▶ **TASK DIRECTIONS**:
Locate every line in the items below that contains the string "surface" and copy each of those lines in full. Case counts when matching.
===
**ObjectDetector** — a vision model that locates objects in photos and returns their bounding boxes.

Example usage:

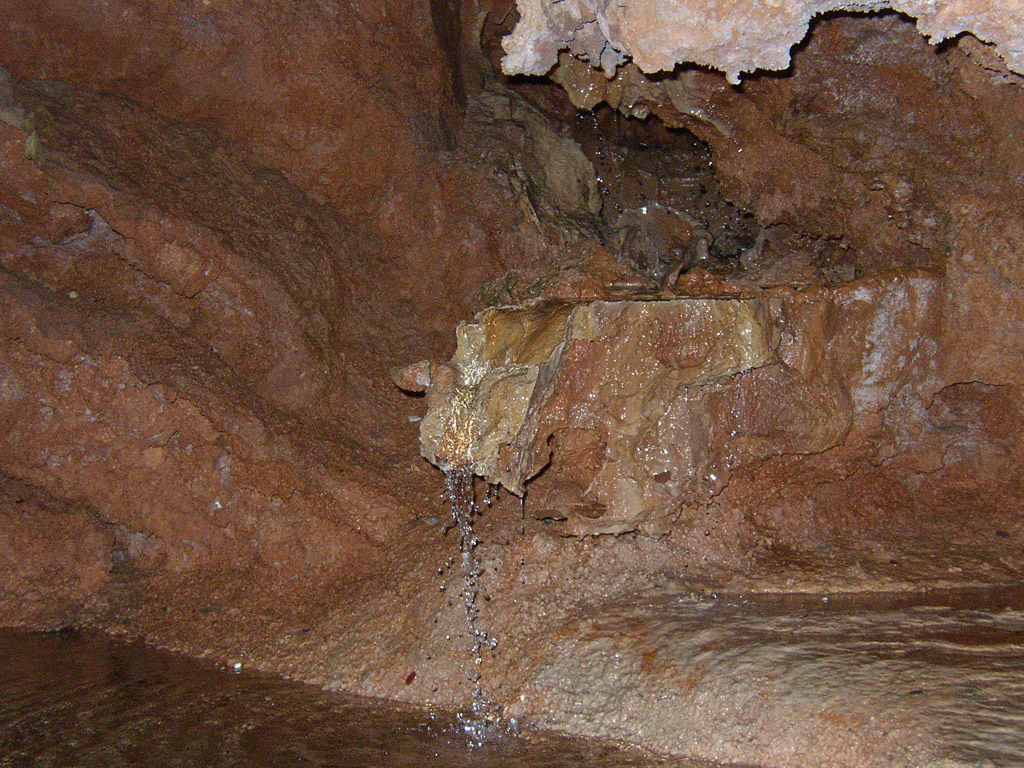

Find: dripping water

[444,467,498,745]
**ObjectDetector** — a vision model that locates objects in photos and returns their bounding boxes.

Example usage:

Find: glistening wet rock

[397,272,939,535]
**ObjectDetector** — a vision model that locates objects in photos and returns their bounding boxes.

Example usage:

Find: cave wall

[0,0,1024,757]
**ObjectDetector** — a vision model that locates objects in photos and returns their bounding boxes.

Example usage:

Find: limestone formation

[502,0,1024,83]
[398,273,939,535]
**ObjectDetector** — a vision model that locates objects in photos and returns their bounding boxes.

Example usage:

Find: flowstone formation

[397,272,938,536]
[502,0,1024,83]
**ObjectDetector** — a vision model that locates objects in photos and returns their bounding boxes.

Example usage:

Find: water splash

[444,467,499,745]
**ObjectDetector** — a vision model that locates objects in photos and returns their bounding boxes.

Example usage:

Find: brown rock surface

[0,0,1024,766]
[503,0,1024,82]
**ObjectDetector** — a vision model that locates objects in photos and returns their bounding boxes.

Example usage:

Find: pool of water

[0,630,697,768]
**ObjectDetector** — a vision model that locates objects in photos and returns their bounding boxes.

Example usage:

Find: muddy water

[537,587,1024,768]
[0,630,679,768]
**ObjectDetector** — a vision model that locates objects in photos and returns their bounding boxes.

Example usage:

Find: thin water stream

[444,468,499,742]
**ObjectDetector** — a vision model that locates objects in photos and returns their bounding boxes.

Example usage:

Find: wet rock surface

[0,0,1024,766]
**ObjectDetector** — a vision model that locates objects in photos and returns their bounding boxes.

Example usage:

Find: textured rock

[502,0,1024,83]
[402,273,942,535]
[0,0,1024,766]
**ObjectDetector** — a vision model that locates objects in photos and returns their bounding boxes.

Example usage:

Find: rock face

[399,273,941,535]
[0,0,1024,768]
[502,0,1024,83]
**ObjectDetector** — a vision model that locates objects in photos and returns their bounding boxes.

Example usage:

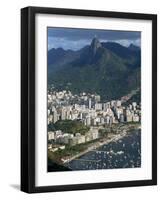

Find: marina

[65,129,141,170]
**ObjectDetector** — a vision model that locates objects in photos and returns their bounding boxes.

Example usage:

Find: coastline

[63,126,141,164]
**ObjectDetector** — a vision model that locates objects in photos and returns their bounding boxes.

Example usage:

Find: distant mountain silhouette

[48,38,141,100]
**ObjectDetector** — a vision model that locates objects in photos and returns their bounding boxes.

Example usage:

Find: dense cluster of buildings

[48,90,141,150]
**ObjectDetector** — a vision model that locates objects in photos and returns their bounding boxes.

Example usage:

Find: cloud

[48,28,141,50]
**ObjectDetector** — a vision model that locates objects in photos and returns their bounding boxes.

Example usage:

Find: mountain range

[48,38,141,100]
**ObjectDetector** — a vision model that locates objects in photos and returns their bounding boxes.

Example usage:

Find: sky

[48,27,141,50]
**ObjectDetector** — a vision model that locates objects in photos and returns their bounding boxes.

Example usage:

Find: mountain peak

[91,37,102,54]
[128,43,140,51]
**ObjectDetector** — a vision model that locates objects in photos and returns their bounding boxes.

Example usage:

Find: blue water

[67,130,141,170]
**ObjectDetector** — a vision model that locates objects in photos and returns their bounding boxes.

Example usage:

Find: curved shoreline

[62,126,141,164]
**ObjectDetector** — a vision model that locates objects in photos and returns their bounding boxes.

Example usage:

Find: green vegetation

[48,139,100,163]
[48,38,141,100]
[48,120,90,134]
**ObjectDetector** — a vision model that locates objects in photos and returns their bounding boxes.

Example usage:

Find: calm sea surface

[66,130,141,170]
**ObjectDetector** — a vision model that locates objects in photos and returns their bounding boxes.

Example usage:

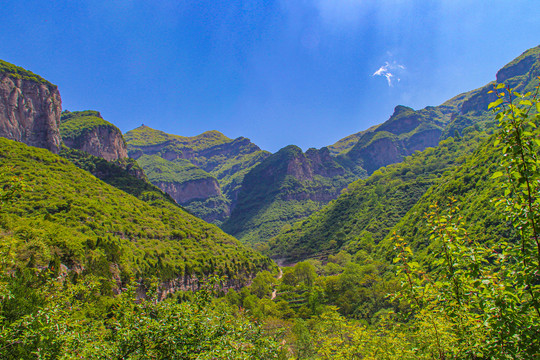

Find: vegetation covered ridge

[59,110,121,139]
[0,60,57,89]
[0,139,272,289]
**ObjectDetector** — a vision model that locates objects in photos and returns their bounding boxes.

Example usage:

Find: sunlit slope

[0,139,271,282]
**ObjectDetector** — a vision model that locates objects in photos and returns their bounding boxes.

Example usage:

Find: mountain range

[0,43,540,287]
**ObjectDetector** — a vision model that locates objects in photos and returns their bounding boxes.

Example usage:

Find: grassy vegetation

[268,132,490,261]
[137,155,214,184]
[0,139,270,280]
[59,110,121,140]
[222,145,355,245]
[59,147,177,205]
[0,60,57,89]
[125,126,269,224]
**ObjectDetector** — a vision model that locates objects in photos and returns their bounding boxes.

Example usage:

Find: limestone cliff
===
▶ **SOLUTION FOR THIS TASK**:
Find: brown rock surface
Find: wet rock surface
Find: calm sea surface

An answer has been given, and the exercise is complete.